**DATASET RECORDS**
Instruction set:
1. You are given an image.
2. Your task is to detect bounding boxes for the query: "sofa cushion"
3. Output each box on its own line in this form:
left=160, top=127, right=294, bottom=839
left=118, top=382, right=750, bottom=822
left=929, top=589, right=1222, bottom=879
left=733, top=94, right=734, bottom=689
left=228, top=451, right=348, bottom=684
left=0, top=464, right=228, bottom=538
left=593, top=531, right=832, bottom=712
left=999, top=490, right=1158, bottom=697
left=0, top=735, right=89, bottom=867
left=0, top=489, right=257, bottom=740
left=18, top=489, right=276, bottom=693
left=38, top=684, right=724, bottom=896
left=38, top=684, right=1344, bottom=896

**TASK DETAILS**
Extract every line of the data above that contains the string "detect".

**REPLY**
2. Your task is to detect bounding boxes for the query: "sofa cushion"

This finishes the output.